▶ [SHORT EXERCISE]
Retype the data beginning at the line that contains "Look at the photograph above. For each instance of the tree" and ending after the line that contains "[(530, 43)]", with both of those lines included and nothing else added.

▶ [EXTRACTED DATA]
— begin —

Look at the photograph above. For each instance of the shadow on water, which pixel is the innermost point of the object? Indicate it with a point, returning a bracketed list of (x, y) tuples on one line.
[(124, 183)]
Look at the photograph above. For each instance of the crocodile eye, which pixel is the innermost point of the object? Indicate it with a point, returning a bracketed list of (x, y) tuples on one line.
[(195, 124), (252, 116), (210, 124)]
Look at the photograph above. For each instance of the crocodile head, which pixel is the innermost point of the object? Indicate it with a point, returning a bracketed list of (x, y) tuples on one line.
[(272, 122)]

— end —
— begin —

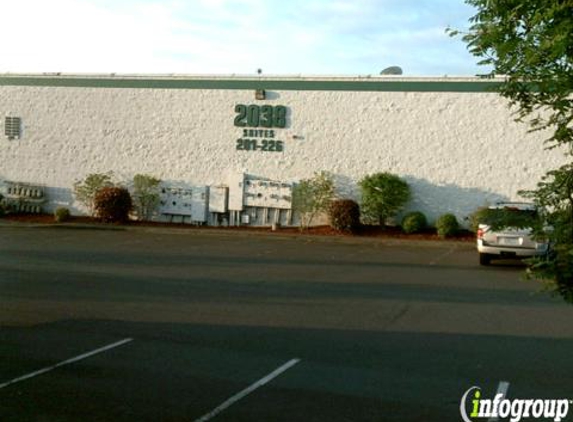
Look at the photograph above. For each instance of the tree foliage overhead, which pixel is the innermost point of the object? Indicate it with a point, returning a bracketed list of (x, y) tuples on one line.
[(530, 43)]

— end —

▶ [COMPLETED TASK]
Look at the photograph above. For each instance of the tree foliage overhead, which pixel is the innermost point of the object? Indicate it with a point, returning a bracketed list of (x, y) tuples on one line.
[(530, 43)]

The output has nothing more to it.